• _Task list_
1. Transcribe the passage on measuring food calories from "[0004] While such" to "and restaurant settings.".
2. Answer these questions from the passage on measuring food calories:
(a) How is caloric value currently calculated?
(b) Where can that process reasonably be carried out?
(c) What kind of device does the text say would be very useful?
3. Decide whether each statement agrees with the passage on measuring food calories. Answer yes or no, and quote the words from the passage that decide it.
(a) The current weighing method is described as inaccurate.
(b) The desired device would work without physical contact.
(c) Some diners might want to control glucose intake.

• _Provided text_
━━━━━━━━
BACKGROUND OF THE INVENTION
[0003] In affluent societies, there is more food available to each
individual than is nutritionally necessary. In addition, many
people are becoming very health conscious. Thus, the diner has a
choice as to the nutritional quality, as well as the amount of food
he eats. Some people, for example, must limit fats or cholesterol,
while others may wish to increase anti-oxidants. Some diners prefer
to limit the amount of calories ingested for reasons of that
person's weight. He may wish to maintain his weight, lose weight,
or on a few occasions, gain weight. Other diners might want to
control glucose intake. It is, thus, helpful to such a consumer to
know the caloric value of the food on his plate. At present,
caloric value is calculated by individually weighing each food item
on the plate and multiplying by an appropriate calorie/weight
value. This process is not appropriate in a restaurant.
[0004] While such a process is accurate, it can only reasonably be
accomplished in the kitchen because each food on the plate must be
weighed separately. It would be very useful to have a hand-held
device which could be held over a plate of food to determine the
nutritional values of the food on the plate. This should be done
without physical contact, so that the calculations can be
accomplished quickly in both home and restaurant settings.
━━━━━━━━
• _Items_
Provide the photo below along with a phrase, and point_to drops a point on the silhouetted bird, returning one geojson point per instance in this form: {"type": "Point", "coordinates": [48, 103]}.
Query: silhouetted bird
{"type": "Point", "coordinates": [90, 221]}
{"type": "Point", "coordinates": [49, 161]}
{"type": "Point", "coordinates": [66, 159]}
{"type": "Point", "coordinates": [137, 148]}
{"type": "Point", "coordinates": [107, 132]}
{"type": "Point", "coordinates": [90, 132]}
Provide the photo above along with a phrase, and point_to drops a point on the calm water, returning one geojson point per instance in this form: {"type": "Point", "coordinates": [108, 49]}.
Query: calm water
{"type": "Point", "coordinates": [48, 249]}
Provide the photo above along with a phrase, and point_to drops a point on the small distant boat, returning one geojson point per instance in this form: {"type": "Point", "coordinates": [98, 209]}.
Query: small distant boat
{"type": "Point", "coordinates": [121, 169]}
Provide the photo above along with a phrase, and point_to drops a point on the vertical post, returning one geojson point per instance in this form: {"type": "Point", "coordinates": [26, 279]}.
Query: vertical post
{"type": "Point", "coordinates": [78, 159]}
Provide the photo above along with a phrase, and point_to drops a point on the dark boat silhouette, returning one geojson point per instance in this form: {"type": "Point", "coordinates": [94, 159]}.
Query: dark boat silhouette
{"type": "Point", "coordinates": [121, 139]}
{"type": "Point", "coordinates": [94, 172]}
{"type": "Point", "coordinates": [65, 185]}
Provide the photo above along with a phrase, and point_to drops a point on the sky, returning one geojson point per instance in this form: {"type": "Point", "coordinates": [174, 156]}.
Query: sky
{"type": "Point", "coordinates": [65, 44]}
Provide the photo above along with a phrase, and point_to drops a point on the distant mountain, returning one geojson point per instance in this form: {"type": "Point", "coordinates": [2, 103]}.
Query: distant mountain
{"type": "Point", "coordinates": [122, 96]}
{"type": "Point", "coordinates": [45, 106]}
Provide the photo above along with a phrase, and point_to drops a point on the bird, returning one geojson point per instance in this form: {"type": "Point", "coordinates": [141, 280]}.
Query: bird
━━━━━━━━
• _Solved problems_
1.
[0004] While such a process is accurate, it can only reasonably be
accomplished in the kitchen because each food on the plate must be
weighed separately. It would be very useful to have a hand-held
device which could be held over a plate of food to determine the
nutritional values of the food on the plate. This should be done
without physical contact, so that the calculations can be
accomplished quickly in both home and restaurant settings.

2.
(a) Each food item on the plate is weighed individually, and its weight is multiplied by an appropriate calorie/weight value.
(b) Only in the kitchen, because each food on the plate must be weighed separately.
(c) A hand-held device that could be held over a plate of food to determine the nutritional values of the food on the plate.

3.
(a) No: "While such a process is accurate"
(b) Yes: "This should be done without physical contact"
(c) Yes: "Other diners might want to control glucose intake."